**Opgave**. Geef elke afzonderlijke datum met dag, maand en jaar die in de uitspraak over het Appa-pensioen voorkomt. Noem een datum die vaker voorkomt maar één keer.

ECLI:NL:CRVB:2025:1057

Centrale Raad van Beroep

Datum uitspraak
16 juli 2025
Publicatiedatum
17 juli 2025
Zaaknummer
25/448 APPA
Instantie
Centrale Raad van Beroep
Type
Uitspraak
Procedures
  • Voorlopige voorziening
Rechters
Vindplaatsen
  • Rechtspraak.nl
AI samenvatting door LexboostAutomatisch gegenereerd

Verzoek om indexering Appa-pensioen en restitutie ingehouden buitenlandbijdrage afgewezen

In deze zaak heeft de Centrale Raad van Beroep op 16 juli 2025 uitspraak gedaan over het verzoek van een voormalige gedeputeerde van de provincie Noord-Holland om indexering van zijn Appa-pensioen en restitutie van een ingehouden buitenlandbijdrage. De verzoeker, geboren in 1946, ontving sinds 1 oktober 2011 een ouderdomspensioen op basis van de Algemene Ouderdomswet en een pensioen op grond van de Appa. Hij had in 2021 een verzoek ingediend voor inflatiecorrectie op zijn pensioen en restitutie van de buitenlandbijdrage, maar dit verzoek werd door de gedeputeerde staten afgewezen. De Raad oordeelde dat er geen wettelijke basis was voor de gewenste indexering, aangezien de pensioenen van het ABP voor het laatst waren geïndexeerd op 1 januari 2010. Bovendien was de aanspraak op restitutie door het verstrijken van de termijn van vijf jaar niet meer afdwingbaar. De voorzieningenrechter concludeerde dat er geen reden was om een voorlopige voorziening te treffen, en het beroep van de verzoeker werd ongegrond verklaard.

Uitspraak

25/448 APPA, 25/449 APPA-VV
Datum uitspraak: 16 juli 2025
Centrale Raad van Beroep
Voorzieningenrechter
Uitspraak in het geding en op het verzoek om voorlopige voorziening tussen
Partijen:
[verzoeker] te [woonplaats] (verzoeker)
Gedeputeerde Staten van de provincie Noord-Holland (gedeputeerde staten)
SAMENVATTING
Deze zaken gaan over het verzoek van verzoeker om indexering van zijn Appa-pensioen en om restitutie van een ingehouden buitenlandbijdrage. Geoordeeld is dat gedeputeerde staten dat verzoek terecht hebben afgewezen.

**Uittreksel gegevens**.
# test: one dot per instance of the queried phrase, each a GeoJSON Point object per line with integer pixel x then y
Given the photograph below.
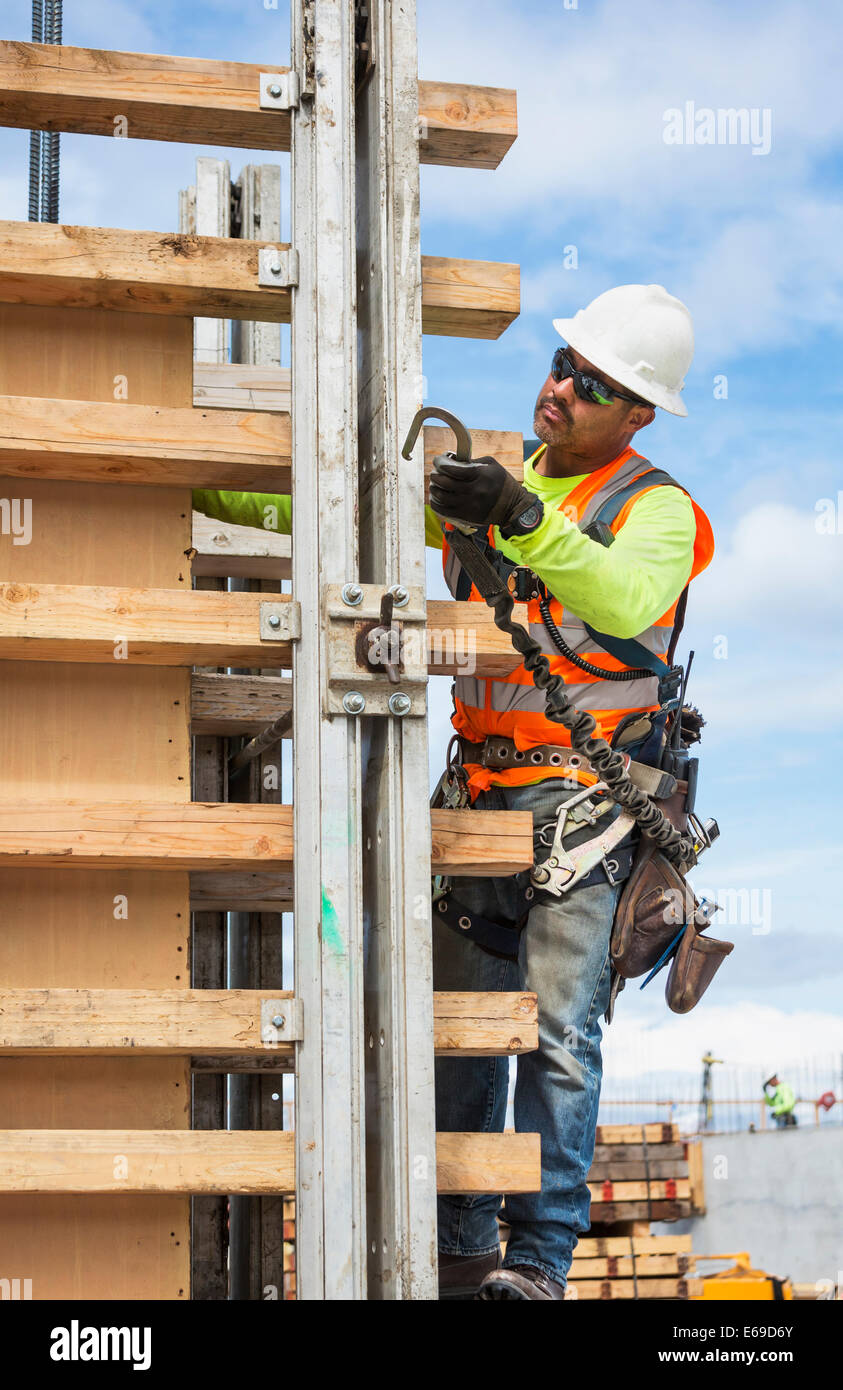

**Uitkomst**.
- 16 juli 2025
- 17 juli 2025
- 1 oktober 2011
- 1 januari 2010